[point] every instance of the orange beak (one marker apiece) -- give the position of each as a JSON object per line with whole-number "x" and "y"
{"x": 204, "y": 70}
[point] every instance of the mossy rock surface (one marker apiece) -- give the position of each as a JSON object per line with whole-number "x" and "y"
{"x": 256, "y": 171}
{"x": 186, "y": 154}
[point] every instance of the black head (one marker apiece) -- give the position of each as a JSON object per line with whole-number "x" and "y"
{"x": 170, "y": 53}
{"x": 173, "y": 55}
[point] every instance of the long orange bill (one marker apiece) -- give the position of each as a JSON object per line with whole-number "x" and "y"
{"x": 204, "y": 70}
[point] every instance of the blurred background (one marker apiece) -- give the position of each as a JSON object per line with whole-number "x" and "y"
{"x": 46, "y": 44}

.....

> _Work instructions_: Reproduce every single entry above exactly.

> _Task response_:
[point] every instance of the orange beak (one marker apiece) -- give the position of each as a JSON object per line with whole-number "x" and "y"
{"x": 204, "y": 70}
[point] every instance of the mossy rock surface (one marker apiece) -- give the position of each as a JSON object per line with whole-number "x" and "y"
{"x": 256, "y": 171}
{"x": 186, "y": 154}
[point] every instance of the black head (one marker apiece) -- give the position of each as a JSON object per line with whole-number "x" and "y"
{"x": 170, "y": 53}
{"x": 173, "y": 55}
[point] every instance of the long orange bill (one marker apiece) -- give the position of each as a JSON object per line with whole-number "x" and "y"
{"x": 204, "y": 70}
[point] every instance of the blurred background (one marker apiece) -- give the position of each as a JSON object per line with whole-number "x" and "y"
{"x": 46, "y": 44}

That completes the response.